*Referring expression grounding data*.
◆ ◆ ◆

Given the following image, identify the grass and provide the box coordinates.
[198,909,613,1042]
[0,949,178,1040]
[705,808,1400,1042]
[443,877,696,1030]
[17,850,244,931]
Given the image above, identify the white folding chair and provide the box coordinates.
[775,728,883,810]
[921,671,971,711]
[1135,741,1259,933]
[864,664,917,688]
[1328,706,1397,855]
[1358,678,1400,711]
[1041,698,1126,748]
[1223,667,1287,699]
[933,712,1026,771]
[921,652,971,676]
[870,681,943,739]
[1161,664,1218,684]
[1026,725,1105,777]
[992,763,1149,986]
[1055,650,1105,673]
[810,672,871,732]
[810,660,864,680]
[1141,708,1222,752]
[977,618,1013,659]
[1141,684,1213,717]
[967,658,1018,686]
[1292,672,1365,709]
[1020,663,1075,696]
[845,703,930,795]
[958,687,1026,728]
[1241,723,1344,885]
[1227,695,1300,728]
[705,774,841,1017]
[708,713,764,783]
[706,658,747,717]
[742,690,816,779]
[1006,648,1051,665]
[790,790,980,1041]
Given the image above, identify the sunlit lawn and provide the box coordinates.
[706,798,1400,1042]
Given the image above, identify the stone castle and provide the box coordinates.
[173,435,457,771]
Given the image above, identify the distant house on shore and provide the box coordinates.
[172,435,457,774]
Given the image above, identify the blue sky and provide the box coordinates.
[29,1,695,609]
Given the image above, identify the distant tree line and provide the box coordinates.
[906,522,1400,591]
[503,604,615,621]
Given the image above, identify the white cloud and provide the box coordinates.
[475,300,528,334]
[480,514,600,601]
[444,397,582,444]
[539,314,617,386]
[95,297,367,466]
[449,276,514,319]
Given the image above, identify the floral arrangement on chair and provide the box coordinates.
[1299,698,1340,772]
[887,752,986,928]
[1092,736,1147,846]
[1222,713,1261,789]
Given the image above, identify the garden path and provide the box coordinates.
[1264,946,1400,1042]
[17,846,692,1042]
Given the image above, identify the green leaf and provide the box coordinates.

◆ ◆ ◆

*Activity*.
Reproduce the data in its entirety. Keep every character unchanged.

*Solution to this exercise*.
Given the following image, identify the grass and provide the box coordinates.
[198,909,613,1042]
[0,949,178,1040]
[705,808,1400,1042]
[443,877,696,1030]
[17,850,244,931]
Given the image above, identify the white folding chair and provide the box coordinates.
[775,728,883,810]
[921,671,971,711]
[1135,741,1259,933]
[864,664,917,688]
[1328,706,1397,855]
[1358,678,1400,711]
[1041,698,1126,748]
[1223,667,1287,699]
[933,712,1026,771]
[921,652,971,676]
[870,681,943,739]
[1161,664,1218,684]
[1026,725,1105,777]
[992,763,1149,986]
[1055,650,1105,673]
[810,672,871,732]
[810,660,864,680]
[1141,708,1222,752]
[977,618,1013,659]
[1141,684,1213,717]
[967,658,1018,686]
[1292,672,1365,709]
[1020,663,1075,696]
[845,703,930,795]
[958,687,1026,728]
[1241,723,1344,885]
[1227,695,1300,728]
[705,774,841,1017]
[708,713,764,783]
[706,658,747,717]
[742,690,816,779]
[1006,648,1051,665]
[790,790,980,1041]
Given the image above, identify the sunlit lawn and provide the box coordinates.
[706,798,1400,1042]
Given the image above, identify the stone castle and provide the box coordinates.
[173,435,457,771]
Given the image above, identify the distant house on shore and provide the box coordinates.
[172,435,457,774]
Given the image above, identify the blue sky and provide the box coordinates.
[29,1,695,609]
Given the image above, identify the distant tree line and provide the box coordinates.
[906,522,1400,591]
[503,604,615,621]
Given the image above, identify the white cloud and provide the box coordinates.
[475,300,528,334]
[480,514,600,601]
[444,397,582,444]
[539,314,617,386]
[95,297,367,466]
[449,276,514,319]
Given the image above, identify the floral arrangement on chair and provide the box coordinates.
[1299,698,1340,772]
[887,752,986,928]
[1092,736,1147,846]
[1222,713,1261,789]
Given the image above, identify the garden path and provide the box coordinates.
[1264,946,1400,1042]
[17,846,692,1042]
Given the image above, identify the green leaf and provide the box coordinates.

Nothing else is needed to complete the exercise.